DIRECTIONS FOR THIS TASK:
From the Records below, pull out every line that contains the word "glove", matching its case exactly.

┌─ THE INPUT

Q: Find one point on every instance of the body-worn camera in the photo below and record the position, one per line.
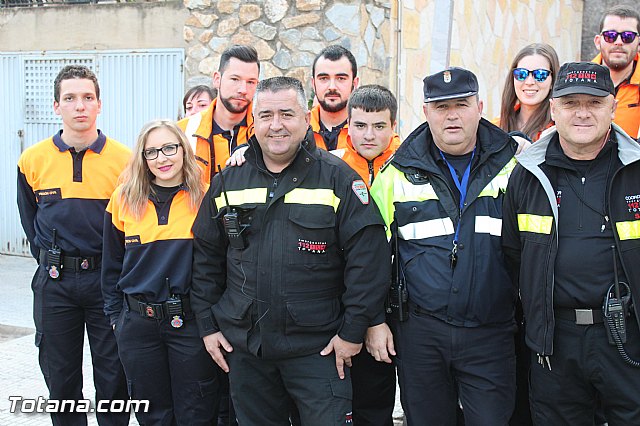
(231, 221)
(397, 302)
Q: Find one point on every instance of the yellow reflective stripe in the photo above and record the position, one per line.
(489, 225)
(324, 197)
(628, 230)
(499, 183)
(243, 196)
(426, 229)
(535, 223)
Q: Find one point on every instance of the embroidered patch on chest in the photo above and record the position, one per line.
(132, 240)
(312, 246)
(52, 194)
(360, 189)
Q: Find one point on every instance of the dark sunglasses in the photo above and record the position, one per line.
(626, 36)
(540, 75)
(167, 150)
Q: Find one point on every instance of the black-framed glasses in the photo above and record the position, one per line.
(611, 36)
(539, 75)
(167, 150)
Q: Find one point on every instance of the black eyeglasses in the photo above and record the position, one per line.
(540, 75)
(626, 36)
(167, 150)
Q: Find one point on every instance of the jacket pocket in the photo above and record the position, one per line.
(312, 234)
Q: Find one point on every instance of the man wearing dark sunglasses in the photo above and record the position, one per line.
(618, 43)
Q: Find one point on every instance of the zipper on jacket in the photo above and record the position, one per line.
(581, 216)
(273, 188)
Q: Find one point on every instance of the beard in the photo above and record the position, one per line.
(332, 107)
(234, 109)
(618, 63)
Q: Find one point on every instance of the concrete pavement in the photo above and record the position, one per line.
(19, 370)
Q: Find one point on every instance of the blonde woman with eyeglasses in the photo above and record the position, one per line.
(146, 280)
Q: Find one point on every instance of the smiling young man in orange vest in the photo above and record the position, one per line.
(618, 44)
(334, 74)
(372, 113)
(228, 121)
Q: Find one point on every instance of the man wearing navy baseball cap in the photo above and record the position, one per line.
(572, 238)
(441, 199)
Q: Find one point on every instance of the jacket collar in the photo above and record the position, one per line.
(96, 146)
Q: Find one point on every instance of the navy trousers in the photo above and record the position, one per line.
(170, 367)
(440, 364)
(374, 390)
(586, 372)
(262, 390)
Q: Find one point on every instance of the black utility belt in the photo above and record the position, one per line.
(71, 263)
(169, 309)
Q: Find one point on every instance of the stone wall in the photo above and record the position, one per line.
(154, 25)
(288, 34)
(430, 35)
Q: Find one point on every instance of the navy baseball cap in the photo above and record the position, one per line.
(583, 78)
(451, 83)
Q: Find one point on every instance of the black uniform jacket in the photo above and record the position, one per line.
(316, 261)
(530, 237)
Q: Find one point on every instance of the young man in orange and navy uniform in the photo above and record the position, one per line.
(372, 117)
(372, 113)
(228, 122)
(334, 74)
(64, 184)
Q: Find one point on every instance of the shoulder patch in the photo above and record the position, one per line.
(360, 189)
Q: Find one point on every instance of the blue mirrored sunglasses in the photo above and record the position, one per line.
(540, 75)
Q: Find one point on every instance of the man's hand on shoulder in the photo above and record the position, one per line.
(237, 157)
(344, 351)
(215, 343)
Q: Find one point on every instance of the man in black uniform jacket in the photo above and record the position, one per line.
(304, 278)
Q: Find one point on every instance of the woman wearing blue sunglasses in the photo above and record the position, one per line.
(527, 89)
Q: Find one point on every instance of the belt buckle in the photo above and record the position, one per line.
(149, 311)
(584, 316)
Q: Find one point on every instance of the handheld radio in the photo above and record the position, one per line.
(54, 257)
(616, 306)
(398, 297)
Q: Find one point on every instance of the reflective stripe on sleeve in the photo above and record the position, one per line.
(243, 196)
(628, 230)
(535, 223)
(426, 229)
(488, 225)
(321, 196)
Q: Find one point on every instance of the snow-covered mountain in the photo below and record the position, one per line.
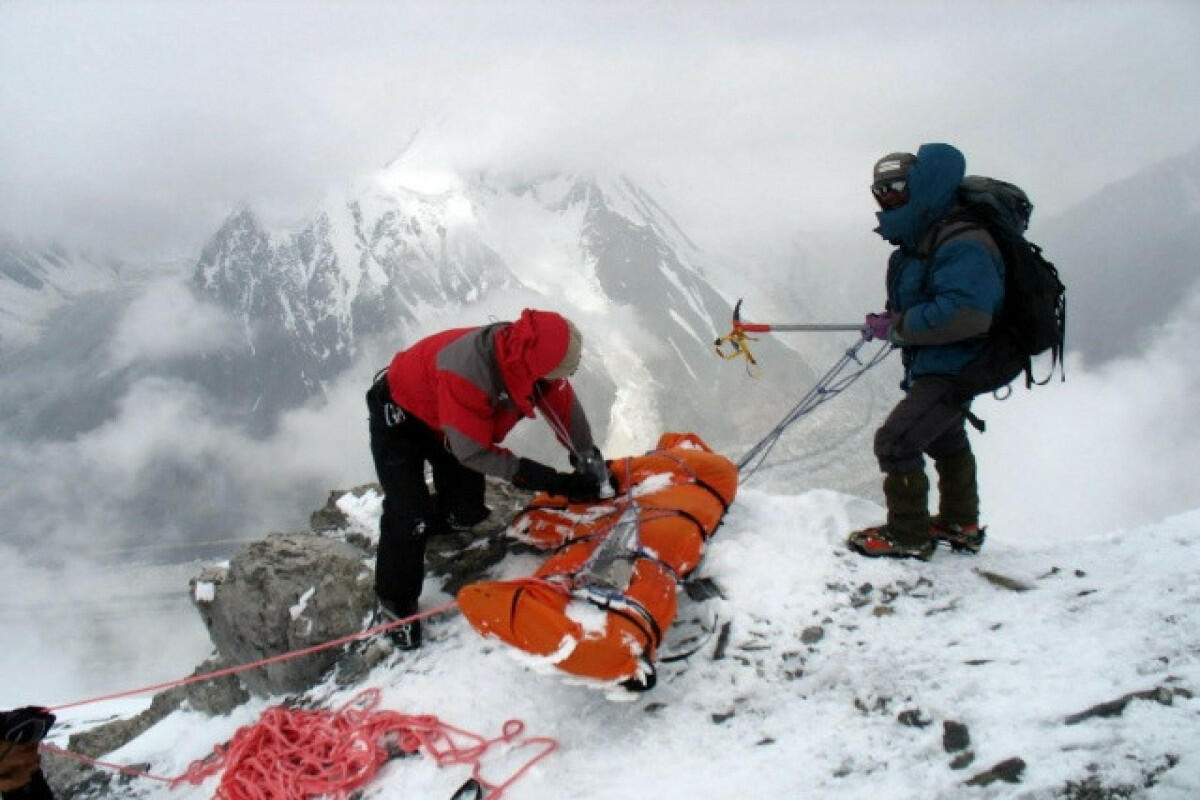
(405, 250)
(36, 281)
(1128, 257)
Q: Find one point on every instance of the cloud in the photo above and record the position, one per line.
(1109, 449)
(166, 322)
(750, 120)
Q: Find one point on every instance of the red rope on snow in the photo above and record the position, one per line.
(264, 662)
(297, 753)
(293, 753)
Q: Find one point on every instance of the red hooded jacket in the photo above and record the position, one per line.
(474, 384)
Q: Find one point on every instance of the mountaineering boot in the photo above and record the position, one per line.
(406, 636)
(958, 510)
(907, 533)
(961, 539)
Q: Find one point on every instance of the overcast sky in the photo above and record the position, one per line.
(137, 126)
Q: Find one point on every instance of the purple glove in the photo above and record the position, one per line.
(877, 325)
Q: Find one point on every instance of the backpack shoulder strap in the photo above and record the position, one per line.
(958, 224)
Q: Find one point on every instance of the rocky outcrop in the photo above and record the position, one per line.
(285, 593)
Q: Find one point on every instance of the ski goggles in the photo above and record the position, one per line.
(891, 193)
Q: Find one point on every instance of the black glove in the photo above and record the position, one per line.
(25, 725)
(539, 477)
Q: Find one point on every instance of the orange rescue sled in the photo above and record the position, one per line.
(600, 603)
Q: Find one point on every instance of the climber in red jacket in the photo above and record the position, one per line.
(448, 401)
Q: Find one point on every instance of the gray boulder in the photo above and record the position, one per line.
(282, 594)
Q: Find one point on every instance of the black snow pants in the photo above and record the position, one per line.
(401, 446)
(929, 420)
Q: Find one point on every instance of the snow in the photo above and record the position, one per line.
(826, 654)
(301, 605)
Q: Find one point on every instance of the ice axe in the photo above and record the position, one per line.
(738, 340)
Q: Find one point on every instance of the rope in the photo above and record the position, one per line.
(264, 662)
(823, 390)
(295, 753)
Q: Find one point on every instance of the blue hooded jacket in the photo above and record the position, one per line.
(947, 301)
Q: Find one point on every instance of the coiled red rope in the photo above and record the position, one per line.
(297, 753)
(294, 753)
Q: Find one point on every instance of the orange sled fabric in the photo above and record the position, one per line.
(599, 606)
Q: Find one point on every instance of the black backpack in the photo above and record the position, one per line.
(1033, 317)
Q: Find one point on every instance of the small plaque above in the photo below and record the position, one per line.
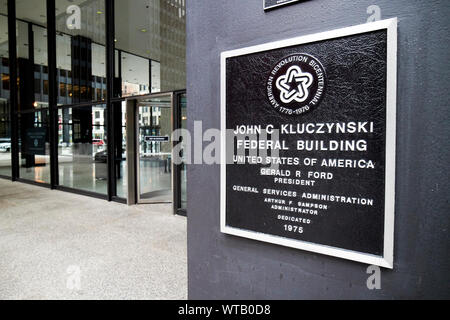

└─

ANSWER BELOW:
Q: Find one point on every instance of the purple glove in the photo above and record the position, one per line.
Q: Find one point on every instance of the black glove in the photo above and record the position, one per line.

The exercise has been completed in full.